**Trecho do documento:**
Embora existam diferentes formas de entender o caminho para a felicidade, refletindo diversos modos de avaliação e diferentes horizontes de valores, o ponto de partida e o objetivo final são os mesmos: a busca pela felicidade e pela autoconservação, guiada por uma necessidade originária de amar a si mesmo.

 

Quando as pessoas são confrontadas com seus valores, opiniões, juízos e interpretações por outras, especialmente em situações onde o erro ou a inverdade são claramente expostos, essa confrontação pode gerar uma resposta hostil. Isso ocorre porque, ao serem desafiadas, as pessoas se veem obrigadas a reavaliar todo o seu processo de pensamento, revisar conceitos e até mesmo alterar hábitos e comportamentos. Além disso, essa mudança pode implicar na perda de certos privilégios ou vantagens psicossociais que antes eram sustentados por crenças equivocadas. Nesse contexto, surgem discursos relativistas e pluralistas que, de certa forma, promovem uma perspectiva niilista, na qual nada é considerado verdadeiramente fundamental ou basilar. Esses discursos permitem que o indivíduo funcione à revelia de sua própria razão e dos fatos, ignorando a verdade em favor de conveniências pessoais.

[Exemplos de marcação de pontos]
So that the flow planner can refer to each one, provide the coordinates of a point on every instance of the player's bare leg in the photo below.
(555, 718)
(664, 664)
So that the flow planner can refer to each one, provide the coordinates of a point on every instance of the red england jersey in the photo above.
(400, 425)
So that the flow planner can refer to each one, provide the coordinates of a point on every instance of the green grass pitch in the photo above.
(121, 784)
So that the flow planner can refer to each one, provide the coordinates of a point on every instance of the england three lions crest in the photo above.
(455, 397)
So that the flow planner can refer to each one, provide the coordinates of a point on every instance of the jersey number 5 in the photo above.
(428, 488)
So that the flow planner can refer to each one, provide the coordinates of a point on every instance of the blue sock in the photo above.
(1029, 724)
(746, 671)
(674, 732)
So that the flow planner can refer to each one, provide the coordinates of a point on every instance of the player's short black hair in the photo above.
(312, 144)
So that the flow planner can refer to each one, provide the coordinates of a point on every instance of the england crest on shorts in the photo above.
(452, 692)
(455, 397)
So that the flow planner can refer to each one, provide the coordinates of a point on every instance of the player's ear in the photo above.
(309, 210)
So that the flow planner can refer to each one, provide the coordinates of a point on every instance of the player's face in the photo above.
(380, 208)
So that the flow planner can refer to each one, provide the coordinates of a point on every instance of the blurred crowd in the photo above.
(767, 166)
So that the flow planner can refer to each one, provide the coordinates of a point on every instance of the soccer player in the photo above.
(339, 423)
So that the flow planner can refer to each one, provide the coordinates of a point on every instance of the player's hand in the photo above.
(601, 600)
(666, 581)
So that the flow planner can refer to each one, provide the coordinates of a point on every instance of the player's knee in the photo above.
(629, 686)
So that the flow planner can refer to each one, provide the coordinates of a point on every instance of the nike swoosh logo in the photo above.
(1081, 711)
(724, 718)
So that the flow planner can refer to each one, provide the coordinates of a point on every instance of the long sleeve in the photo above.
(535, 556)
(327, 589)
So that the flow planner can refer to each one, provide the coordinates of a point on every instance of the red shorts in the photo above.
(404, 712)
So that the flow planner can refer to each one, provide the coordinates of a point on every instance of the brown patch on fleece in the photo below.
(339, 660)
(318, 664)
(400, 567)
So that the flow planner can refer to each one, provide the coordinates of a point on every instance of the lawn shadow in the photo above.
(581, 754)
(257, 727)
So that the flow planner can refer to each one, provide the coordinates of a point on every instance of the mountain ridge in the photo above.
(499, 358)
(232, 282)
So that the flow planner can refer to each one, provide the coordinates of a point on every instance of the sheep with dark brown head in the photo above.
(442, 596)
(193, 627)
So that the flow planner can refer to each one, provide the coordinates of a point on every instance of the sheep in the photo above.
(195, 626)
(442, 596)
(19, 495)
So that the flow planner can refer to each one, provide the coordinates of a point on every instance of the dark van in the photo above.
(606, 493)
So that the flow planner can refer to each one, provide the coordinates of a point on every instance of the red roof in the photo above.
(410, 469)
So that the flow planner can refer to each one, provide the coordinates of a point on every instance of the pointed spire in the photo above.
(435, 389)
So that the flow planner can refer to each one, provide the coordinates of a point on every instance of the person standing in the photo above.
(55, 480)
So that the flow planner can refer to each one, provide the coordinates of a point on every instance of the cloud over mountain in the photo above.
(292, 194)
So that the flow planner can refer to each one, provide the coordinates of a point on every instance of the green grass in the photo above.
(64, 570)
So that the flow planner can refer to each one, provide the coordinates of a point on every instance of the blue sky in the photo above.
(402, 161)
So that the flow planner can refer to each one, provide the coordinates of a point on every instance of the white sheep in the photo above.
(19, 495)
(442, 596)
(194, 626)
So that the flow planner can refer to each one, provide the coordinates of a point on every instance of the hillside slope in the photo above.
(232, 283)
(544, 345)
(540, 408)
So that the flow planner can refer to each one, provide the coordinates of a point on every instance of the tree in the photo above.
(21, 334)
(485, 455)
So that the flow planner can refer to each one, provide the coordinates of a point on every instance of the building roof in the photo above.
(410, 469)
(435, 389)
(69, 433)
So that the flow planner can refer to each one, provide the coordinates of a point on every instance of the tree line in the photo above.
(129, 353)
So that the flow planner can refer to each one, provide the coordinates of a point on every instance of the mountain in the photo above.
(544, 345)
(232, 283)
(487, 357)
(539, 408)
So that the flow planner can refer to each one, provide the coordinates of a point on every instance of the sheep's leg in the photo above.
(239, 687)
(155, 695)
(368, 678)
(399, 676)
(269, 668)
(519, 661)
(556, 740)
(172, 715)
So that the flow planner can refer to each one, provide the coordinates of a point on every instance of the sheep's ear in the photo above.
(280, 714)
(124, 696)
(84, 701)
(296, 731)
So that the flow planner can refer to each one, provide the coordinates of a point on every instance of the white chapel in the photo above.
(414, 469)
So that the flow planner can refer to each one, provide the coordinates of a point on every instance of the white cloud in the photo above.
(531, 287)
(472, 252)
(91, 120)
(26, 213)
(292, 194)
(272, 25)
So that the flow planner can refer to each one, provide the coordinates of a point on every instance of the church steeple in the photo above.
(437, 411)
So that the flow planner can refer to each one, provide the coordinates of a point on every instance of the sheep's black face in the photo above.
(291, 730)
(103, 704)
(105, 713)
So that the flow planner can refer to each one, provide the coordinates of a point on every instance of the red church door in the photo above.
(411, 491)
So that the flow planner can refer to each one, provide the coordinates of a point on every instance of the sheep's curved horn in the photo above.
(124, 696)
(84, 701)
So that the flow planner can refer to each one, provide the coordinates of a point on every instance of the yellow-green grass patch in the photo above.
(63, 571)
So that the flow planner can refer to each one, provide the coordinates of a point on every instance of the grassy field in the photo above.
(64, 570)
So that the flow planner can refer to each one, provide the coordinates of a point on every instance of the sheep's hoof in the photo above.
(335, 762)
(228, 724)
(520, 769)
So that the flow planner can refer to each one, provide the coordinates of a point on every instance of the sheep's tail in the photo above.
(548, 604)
* * *
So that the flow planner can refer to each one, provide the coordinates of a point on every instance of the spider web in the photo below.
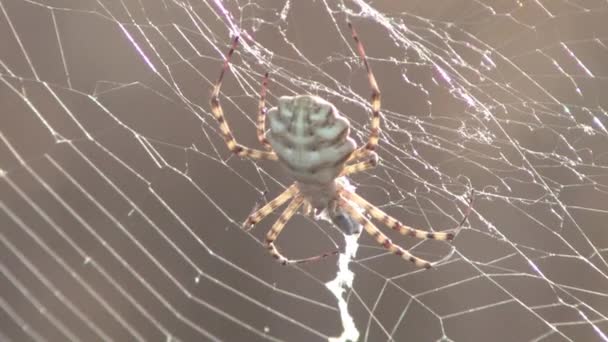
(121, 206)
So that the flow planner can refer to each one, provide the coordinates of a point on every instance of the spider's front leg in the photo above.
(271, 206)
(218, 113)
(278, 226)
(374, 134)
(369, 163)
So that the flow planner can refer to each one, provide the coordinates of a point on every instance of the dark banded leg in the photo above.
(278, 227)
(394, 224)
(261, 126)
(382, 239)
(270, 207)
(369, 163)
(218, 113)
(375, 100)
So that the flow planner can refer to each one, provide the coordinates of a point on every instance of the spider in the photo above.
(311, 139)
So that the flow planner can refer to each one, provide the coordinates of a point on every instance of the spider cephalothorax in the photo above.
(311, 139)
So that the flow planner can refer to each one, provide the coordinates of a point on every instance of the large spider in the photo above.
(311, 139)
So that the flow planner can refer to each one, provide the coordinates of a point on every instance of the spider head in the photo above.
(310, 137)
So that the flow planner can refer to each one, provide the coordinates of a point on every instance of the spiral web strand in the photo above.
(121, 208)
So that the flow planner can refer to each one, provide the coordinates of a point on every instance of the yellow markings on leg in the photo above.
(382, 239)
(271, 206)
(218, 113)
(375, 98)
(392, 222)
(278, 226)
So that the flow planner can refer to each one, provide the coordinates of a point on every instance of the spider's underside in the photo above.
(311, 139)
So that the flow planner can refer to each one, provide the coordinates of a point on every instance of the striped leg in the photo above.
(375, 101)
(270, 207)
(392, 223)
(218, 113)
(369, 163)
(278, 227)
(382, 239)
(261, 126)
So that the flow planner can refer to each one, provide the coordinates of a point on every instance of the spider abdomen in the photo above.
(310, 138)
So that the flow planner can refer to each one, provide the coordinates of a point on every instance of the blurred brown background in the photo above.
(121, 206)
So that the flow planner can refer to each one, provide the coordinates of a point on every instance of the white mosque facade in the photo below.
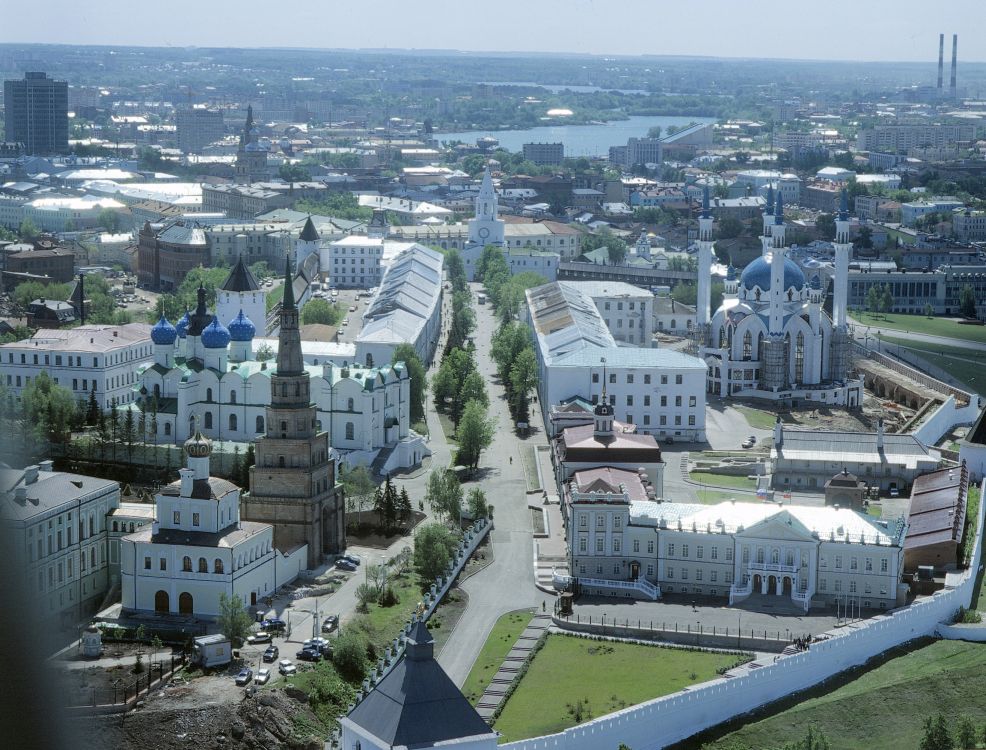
---
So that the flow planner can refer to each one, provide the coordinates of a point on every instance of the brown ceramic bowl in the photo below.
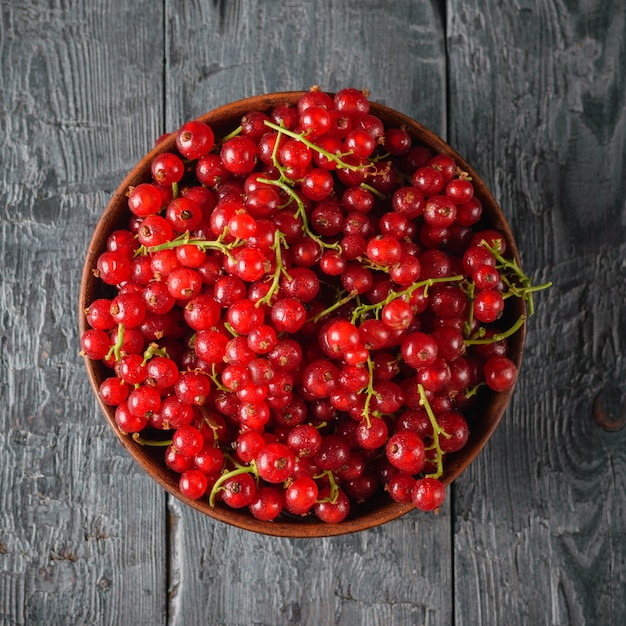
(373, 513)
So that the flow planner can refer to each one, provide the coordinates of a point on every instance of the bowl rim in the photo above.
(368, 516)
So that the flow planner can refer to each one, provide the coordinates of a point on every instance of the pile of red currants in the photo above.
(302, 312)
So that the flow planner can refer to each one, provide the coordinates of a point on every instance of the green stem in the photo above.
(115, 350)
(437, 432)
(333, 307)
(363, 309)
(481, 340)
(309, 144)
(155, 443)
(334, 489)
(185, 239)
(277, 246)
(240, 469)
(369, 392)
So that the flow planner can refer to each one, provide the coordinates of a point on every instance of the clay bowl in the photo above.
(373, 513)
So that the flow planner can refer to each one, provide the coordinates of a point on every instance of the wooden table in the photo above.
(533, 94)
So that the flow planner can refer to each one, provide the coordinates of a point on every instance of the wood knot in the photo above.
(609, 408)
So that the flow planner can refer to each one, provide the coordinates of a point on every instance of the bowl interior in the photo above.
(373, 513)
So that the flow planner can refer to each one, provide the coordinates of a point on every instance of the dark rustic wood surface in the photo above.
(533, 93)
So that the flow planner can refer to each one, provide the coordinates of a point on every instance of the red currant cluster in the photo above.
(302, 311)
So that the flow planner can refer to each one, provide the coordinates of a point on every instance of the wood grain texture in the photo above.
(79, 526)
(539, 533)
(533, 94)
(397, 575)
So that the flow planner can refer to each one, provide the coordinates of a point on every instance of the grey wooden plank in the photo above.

**Objetivo 1:** Nas linhas de dados acima, troque "flow planner" por "route planner" da linha que contém "texture in the photo above." até a linha que contém "plank in the photo above.", inclusive, e reescreva somente essas linhas sem nenhuma outra alteração.
**Objetivo 2:** Dê continuidade ao texto sobre a busca pela felicidade e a reação diante da confrontação de crenças, a partir do ponto em que ele termina.

**Resultado da tarefa 1:**
So that the route planner can refer to each one, provide the coordinates of a point on every instance of the wood grain texture in the photo above.
(79, 526)
(539, 533)
(533, 94)
(397, 575)
So that the route planner can refer to each one, provide the coordinates of a point on every instance of the grey wooden plank in the photo above.

**Resultado da tarefa 2:**
A ideologia, inserida nesse mesmo contexto, atua como um mecanismo de justificativa para ideias, juízos, pensamentos ou práticas, mesmo que essas justificativas contenham lacunas, contradições ou erros evidentes. A ideologia, por sua natureza, pode inclusive validar elementos imorais, que direta ou indiretamente causam dano a outras pessoas. No cotidiano, a verdade se apresenta como um problema justamente por seu potencial lesivo: ela tem a capacidade de expor aquilo que as pessoas escondem de si mesmas e da sociedade, revelando aspectos de egoísmo, cinismo, mentiras e hipocrisia que muitos preferem não enxergar.

 

As reações violentas, hostis e intensas contra aqueles que pronunciam a verdade não servem para refutar a falsidade, mas, paradoxalmente, reforçam a veracidade do enunciado que provocou tal reação. Quando uma pessoa é confrontada, seja em uma conversa, em redes sociais, ao ler um livro, assistir a um programa de TV, ouvir uma música ou consumir qualquer outro tipo de conteúdo, e se vê profundamente perturbada a ponto de sentir angústia, ansiedade ou irritação, essa resposta emocional é frequentemente um sinal de que o enunciado atingiu uma verdade incômoda. Essa reação intensa indica uma resistência interna à necessidade de rever conceitos, ideias e valores arraigados.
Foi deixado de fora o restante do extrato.